▶ _Extrait_:
Cinq ans après la crise sanitaire, la forte progression de l’Objectif national de dépenses d’assurance maladie (Ondam) appelle « à une maîtrise plus exigeante du rythme des dépenses », estime la Cour des comptes. Pour 2025, l’Ondam est fixé à 265,4 milliards d’euros, soit une progression de 4,8 % par an depuis 2019. Dans la perspective de la prochaine loi de financement de la sécurité sociale, les Sages de la rue Cambon identifient, au travers de 15 propositions, 3 pistes d’amélioration de l’efficacité des dépenses, qui permettraient d’effectuer entre 19,4 milliards d’euros et 21,4 milliards d’euros d’économie à l’horizon de 2029, tout en assurant la qualité et la sécurité des soins pour tous.
Resserrer les prises en charge sur les seules prestations pertinentes
En première intention, la Cour des comptes encourage à renforcer la lutte contre les fraudes à l’Assurance maladie et les remboursements indus de dépenses de santé. Elle regrette d’ailleurs que les résultats obtenus (622 millions en 2024) soient nettement en deçà des estimations de fraude (jusqu’à 4,5 milliards d’euros). Parmi les leviers à activer : donner des moyens supplémentaires aux Caisses primaires d’assurance maladie (Cpam) notamment en personnel, prérogatives juridiques ou encore moyens informatiques.

▶ _Tâches demandées_:
1. Répondez aux questions suivantes d'après l'extrait sur l'Ondam.
(a) À quel montant l'Ondam est-il fixé pour 2025 ?
(b) Combien de propositions la Cour des comptes formule-t-elle ?
(c) Quels résultats la lutte contre les fraudes a-t-elle obtenus en 2024 ?
2. Renvoyez le segment de l'extrait qui commence par « Resserrer les prises » et se poursuit jusqu'à « encore moyens informatiques. », en le recopiant sans aucune modification.

▶ _Données_:
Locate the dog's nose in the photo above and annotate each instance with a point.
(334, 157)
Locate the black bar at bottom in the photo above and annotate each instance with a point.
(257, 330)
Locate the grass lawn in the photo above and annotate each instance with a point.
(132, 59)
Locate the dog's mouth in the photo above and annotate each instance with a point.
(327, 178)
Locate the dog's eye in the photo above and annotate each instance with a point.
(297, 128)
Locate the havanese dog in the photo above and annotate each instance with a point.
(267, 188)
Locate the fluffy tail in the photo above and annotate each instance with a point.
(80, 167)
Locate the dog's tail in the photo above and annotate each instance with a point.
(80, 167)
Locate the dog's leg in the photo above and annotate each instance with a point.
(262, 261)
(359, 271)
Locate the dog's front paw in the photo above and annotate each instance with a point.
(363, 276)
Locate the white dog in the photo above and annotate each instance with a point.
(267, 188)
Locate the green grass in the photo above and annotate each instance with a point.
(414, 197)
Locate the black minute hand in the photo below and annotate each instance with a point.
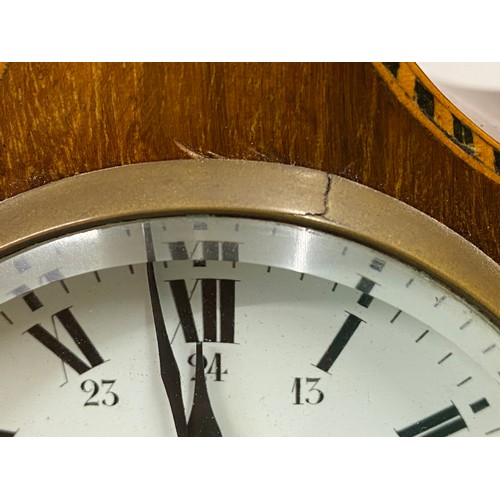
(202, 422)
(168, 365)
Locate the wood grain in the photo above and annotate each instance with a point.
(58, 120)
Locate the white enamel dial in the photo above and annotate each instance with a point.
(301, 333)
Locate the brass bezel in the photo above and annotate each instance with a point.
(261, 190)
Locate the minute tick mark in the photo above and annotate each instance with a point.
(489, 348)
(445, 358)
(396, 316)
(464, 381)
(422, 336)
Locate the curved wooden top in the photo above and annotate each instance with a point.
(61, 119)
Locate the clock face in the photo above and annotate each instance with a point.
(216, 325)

▶ _Liste des solutions_:
1.
(a) 265,4 milliards d'euros.
(b) 15 propositions.
(c) 622 millions.

2.
Resserrer les prises en charge sur les seules prestations pertinentes
En première intention, la Cour des comptes encourage à renforcer la lutte contre les fraudes à l’Assurance maladie et les remboursements indus de dépenses de santé. Elle regrette d’ailleurs que les résultats obtenus (622 millions en 2024) soient nettement en deçà des estimations de fraude (jusqu’à 4,5 milliards d’euros). Parmi les leviers à activer : donner des moyens supplémentaires aux Caisses primaires d’assurance maladie (Cpam) notamment en personnel, prérogatives juridiques ou encore moyens informatiques.